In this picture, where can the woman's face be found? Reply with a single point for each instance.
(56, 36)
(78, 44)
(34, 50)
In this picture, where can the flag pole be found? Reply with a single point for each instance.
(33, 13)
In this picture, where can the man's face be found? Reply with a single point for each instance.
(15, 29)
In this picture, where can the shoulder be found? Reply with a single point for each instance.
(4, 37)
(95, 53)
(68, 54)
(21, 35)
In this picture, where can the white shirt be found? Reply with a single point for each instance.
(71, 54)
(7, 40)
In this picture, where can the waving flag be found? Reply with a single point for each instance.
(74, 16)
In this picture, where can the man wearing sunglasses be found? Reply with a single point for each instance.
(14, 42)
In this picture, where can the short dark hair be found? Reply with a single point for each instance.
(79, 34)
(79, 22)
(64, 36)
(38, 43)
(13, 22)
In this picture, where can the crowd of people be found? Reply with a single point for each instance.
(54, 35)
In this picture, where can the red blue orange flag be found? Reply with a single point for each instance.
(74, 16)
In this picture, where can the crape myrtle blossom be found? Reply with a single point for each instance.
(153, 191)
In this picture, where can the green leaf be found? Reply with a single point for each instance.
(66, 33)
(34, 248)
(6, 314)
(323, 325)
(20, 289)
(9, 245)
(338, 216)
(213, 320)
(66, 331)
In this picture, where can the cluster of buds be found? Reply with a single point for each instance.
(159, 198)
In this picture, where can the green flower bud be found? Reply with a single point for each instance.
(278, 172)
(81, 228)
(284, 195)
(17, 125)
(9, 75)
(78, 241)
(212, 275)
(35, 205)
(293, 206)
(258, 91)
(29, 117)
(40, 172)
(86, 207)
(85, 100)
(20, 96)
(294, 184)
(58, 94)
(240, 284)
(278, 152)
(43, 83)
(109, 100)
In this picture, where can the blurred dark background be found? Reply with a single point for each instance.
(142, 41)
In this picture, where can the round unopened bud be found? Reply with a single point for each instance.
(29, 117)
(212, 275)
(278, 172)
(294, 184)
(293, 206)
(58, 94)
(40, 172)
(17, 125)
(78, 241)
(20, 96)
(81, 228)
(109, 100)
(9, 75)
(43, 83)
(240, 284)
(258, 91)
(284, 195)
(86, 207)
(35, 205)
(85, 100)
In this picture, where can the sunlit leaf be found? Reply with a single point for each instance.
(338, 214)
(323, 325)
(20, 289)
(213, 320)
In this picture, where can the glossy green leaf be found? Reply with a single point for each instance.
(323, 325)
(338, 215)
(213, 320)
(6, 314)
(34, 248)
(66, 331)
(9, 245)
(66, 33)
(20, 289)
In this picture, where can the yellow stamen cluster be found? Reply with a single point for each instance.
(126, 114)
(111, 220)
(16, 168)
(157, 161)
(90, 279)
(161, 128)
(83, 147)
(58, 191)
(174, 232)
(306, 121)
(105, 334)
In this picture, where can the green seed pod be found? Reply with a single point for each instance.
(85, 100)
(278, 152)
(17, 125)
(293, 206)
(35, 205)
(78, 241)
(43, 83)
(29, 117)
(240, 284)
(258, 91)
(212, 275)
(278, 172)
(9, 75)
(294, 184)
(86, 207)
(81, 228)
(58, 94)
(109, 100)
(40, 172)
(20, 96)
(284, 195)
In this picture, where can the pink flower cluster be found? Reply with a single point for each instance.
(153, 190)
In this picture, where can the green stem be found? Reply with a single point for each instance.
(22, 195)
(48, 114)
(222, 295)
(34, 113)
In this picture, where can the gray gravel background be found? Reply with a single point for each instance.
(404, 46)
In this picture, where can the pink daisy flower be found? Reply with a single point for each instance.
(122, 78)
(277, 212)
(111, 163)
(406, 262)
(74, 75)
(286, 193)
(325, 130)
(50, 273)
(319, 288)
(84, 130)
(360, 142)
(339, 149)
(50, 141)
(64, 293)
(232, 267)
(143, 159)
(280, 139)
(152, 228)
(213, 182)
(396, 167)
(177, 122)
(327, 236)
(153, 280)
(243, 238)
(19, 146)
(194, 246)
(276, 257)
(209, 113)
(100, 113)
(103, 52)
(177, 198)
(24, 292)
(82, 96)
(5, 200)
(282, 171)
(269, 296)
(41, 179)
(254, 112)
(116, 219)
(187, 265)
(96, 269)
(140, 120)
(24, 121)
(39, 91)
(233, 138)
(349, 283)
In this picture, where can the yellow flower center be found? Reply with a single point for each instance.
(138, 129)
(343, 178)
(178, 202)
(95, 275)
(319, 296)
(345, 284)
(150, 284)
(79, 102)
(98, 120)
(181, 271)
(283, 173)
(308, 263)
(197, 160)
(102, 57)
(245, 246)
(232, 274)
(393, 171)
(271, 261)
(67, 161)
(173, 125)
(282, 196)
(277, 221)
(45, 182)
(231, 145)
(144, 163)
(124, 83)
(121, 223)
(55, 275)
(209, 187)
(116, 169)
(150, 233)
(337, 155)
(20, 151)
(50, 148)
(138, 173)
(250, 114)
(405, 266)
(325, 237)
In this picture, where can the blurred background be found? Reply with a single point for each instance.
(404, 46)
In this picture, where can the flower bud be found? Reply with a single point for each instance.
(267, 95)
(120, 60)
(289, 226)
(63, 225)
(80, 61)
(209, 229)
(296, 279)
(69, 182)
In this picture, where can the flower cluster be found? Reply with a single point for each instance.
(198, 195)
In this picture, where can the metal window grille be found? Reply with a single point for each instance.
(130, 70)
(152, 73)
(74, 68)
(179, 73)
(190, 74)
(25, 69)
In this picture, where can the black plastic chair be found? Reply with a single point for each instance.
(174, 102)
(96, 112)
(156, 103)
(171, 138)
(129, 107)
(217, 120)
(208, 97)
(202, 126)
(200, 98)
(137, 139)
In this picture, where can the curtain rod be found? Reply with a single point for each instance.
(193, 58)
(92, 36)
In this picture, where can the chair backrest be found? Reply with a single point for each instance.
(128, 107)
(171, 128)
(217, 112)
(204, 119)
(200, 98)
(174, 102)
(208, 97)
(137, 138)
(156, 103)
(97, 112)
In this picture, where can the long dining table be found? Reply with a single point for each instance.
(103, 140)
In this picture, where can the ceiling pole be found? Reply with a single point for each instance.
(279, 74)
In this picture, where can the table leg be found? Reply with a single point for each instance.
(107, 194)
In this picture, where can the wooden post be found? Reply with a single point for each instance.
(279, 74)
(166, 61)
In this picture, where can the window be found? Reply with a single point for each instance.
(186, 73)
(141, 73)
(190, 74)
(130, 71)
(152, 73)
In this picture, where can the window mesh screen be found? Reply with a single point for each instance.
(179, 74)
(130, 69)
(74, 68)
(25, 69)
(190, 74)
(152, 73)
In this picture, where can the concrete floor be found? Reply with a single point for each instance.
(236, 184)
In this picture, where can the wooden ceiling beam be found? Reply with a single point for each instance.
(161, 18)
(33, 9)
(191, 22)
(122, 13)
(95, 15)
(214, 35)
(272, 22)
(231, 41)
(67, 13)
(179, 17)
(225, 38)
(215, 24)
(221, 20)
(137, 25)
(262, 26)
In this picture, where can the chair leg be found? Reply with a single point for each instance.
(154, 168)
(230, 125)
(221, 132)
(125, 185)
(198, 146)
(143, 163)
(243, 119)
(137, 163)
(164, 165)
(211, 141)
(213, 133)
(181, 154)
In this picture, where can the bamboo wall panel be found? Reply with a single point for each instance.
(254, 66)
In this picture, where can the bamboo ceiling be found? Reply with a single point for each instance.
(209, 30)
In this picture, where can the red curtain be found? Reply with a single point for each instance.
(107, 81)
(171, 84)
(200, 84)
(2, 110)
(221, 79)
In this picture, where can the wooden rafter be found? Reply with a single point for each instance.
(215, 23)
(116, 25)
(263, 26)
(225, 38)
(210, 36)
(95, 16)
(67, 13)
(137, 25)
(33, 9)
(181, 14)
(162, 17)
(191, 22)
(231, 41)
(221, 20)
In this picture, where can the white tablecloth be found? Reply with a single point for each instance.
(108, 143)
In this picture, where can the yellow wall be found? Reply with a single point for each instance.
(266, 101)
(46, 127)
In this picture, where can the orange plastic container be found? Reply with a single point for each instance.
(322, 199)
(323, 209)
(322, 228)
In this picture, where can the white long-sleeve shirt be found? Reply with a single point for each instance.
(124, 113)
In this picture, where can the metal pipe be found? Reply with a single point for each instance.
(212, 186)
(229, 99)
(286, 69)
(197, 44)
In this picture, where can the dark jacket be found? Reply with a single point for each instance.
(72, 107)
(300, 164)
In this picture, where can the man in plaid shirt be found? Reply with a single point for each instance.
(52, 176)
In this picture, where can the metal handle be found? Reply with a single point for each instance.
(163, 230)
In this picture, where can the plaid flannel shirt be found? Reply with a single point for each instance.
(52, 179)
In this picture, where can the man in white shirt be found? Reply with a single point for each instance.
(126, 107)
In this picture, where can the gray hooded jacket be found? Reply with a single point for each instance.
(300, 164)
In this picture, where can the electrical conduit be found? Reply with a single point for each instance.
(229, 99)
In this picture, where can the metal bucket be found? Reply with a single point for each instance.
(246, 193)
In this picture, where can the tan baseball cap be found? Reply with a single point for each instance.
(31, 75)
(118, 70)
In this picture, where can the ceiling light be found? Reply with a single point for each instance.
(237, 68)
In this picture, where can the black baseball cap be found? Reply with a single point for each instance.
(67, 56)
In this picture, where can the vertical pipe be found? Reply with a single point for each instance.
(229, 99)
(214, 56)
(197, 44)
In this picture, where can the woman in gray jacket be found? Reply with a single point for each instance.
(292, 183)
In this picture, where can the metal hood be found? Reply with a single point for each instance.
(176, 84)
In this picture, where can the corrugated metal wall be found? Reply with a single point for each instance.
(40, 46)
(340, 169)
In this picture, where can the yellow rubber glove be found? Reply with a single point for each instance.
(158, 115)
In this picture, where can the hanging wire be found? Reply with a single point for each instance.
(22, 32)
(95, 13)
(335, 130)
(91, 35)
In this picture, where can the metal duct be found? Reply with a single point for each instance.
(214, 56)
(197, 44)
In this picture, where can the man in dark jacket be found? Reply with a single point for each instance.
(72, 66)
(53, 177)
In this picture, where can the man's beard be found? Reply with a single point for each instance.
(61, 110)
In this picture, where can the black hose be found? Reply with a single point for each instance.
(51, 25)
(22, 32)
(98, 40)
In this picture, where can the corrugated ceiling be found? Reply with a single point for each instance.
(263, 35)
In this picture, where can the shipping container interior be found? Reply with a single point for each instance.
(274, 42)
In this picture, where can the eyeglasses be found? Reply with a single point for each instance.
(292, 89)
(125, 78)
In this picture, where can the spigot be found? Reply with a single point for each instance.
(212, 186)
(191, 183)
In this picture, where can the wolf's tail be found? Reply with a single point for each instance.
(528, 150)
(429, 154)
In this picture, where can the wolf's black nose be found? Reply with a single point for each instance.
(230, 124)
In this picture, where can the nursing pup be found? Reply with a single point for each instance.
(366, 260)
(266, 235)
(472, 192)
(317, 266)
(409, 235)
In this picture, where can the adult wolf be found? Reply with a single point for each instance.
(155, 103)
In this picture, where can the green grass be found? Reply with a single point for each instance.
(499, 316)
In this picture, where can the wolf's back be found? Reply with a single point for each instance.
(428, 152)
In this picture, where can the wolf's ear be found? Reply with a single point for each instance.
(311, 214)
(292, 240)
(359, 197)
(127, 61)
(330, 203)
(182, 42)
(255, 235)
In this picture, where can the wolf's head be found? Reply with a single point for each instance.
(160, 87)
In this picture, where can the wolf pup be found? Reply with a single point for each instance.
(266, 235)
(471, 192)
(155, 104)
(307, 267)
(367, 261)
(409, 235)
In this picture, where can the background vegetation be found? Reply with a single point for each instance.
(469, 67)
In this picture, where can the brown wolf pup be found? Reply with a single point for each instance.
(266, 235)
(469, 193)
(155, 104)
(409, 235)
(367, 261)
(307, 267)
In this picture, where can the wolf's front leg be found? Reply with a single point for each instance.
——
■ What is asked: Produce an exact repeat of the lines from the one containing "In this picture, where can the black hose" through the last line of the data, and nothing more.

■ Answer to this task:
In this picture, where can the black hose be found? Reply with a single point for each instance.
(51, 25)
(22, 32)
(98, 40)
In this picture, where can the corrugated ceiling be found? Reply with a single point for each instance.
(263, 35)
In this picture, where can the shipping container interior be found? Reply with a single point for each instance.
(274, 42)
In this picture, where can the eyeglasses be found? Reply with a single point for each instance.
(292, 89)
(125, 78)
In this picture, where can the spigot be found? Reply with a single point for each instance.
(212, 186)
(191, 183)
In this picture, where can the wolf's tail be found? Reply with a single point for each instance.
(528, 150)
(429, 154)
In this picture, where can the wolf's black nose be found? Reply with a single point for each instance.
(230, 124)
In this picture, where can the nursing pup be found? Reply with a single point for each instance.
(366, 260)
(266, 235)
(472, 192)
(317, 266)
(409, 235)
In this picture, where can the adult wolf be found? Reply with a single point for each instance.
(155, 103)
In this picture, where can the green grass be found? Reply with a single point for each instance.
(499, 316)
In this picture, where can the wolf's back be found? Reply with a single point for each instance.
(428, 152)
In this picture, where can the wolf's ear be found? Reply with a single point for each instance.
(311, 214)
(292, 240)
(359, 197)
(127, 61)
(330, 203)
(182, 42)
(255, 235)
In this picture, where can the wolf's head be found? Reply with a single point for each instance.
(160, 87)
In this picture, where can the wolf pup be found? Reply with a single point for each instance.
(266, 235)
(471, 192)
(155, 104)
(307, 267)
(367, 261)
(409, 235)
In this picture, where can the background vegetation be found? Reply with a single point for each instance.
(469, 67)
In this picture, where can the brown wolf pup be found? Reply with a single point for each instance.
(266, 235)
(469, 193)
(155, 104)
(409, 235)
(367, 261)
(307, 267)
In this picture, where can the wolf's front leg be found? Reply with a single point for each instance.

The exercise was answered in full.